Task directions
Please count the lines in the items below that contain the string "snow", treating uppercase and lowercase letters as different. Reply with the number alone.

+ + + + +

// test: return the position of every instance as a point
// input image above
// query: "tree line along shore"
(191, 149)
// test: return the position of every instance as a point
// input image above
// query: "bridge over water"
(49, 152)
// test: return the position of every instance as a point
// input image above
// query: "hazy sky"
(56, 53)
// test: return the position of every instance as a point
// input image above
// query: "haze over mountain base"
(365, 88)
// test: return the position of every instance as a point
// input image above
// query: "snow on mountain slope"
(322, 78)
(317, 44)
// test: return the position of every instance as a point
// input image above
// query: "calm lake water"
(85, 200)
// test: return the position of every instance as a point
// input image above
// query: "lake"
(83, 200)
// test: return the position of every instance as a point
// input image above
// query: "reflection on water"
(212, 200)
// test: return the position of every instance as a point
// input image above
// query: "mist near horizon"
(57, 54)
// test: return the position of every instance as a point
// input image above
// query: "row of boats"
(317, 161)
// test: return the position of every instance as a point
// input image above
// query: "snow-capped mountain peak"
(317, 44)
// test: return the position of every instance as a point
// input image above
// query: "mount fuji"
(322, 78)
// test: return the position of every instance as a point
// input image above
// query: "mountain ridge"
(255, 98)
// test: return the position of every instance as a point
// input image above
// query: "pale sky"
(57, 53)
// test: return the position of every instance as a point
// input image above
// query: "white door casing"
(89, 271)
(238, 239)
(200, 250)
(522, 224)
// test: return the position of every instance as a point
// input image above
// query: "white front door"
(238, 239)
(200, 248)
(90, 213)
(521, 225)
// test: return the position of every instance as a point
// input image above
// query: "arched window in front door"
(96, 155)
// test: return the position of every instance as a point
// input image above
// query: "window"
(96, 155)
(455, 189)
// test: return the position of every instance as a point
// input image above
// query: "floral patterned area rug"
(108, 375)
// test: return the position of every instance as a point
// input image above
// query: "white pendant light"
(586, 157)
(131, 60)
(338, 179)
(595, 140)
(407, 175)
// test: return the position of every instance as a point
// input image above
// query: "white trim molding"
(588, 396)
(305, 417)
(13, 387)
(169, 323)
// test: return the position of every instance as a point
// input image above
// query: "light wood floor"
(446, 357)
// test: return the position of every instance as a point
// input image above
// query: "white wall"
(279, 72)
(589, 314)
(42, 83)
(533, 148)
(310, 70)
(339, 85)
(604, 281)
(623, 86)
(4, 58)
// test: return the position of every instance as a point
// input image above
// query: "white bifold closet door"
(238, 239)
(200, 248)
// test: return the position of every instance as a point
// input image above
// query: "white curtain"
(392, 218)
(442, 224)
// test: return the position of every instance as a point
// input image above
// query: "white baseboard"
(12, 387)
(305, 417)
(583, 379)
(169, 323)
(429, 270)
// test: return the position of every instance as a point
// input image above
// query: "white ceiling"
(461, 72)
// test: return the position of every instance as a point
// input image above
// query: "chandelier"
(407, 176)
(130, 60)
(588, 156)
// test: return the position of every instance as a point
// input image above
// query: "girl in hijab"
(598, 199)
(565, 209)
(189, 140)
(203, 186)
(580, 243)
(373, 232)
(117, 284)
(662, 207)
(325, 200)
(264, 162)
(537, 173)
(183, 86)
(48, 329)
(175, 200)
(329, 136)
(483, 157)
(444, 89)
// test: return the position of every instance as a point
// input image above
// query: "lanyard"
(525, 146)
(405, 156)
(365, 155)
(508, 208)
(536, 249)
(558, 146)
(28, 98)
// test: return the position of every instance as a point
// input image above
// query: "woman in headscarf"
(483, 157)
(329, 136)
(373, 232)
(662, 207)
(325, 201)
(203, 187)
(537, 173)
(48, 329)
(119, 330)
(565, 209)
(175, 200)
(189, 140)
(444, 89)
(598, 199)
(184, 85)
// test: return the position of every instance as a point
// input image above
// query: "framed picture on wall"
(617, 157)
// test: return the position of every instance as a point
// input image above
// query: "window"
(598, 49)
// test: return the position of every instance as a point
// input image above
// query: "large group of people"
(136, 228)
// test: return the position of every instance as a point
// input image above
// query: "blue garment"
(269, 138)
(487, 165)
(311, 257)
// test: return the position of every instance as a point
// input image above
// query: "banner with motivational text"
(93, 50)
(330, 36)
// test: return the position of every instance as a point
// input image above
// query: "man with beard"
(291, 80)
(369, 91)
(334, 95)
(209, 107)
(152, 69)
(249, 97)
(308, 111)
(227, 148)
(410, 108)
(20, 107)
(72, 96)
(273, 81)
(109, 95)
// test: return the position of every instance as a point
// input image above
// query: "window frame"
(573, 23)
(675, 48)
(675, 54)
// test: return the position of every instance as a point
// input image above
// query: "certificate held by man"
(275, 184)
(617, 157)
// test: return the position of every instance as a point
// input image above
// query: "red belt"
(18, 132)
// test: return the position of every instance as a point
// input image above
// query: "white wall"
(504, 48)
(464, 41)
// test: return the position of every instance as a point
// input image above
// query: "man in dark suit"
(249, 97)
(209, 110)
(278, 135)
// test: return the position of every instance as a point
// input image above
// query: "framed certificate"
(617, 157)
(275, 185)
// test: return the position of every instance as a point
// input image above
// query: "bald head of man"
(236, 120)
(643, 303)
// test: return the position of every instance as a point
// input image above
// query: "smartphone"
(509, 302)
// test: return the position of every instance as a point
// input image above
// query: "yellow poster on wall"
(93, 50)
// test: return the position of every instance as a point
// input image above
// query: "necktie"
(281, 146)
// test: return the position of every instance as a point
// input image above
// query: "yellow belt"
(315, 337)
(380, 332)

+ + + + +

Answer in full
2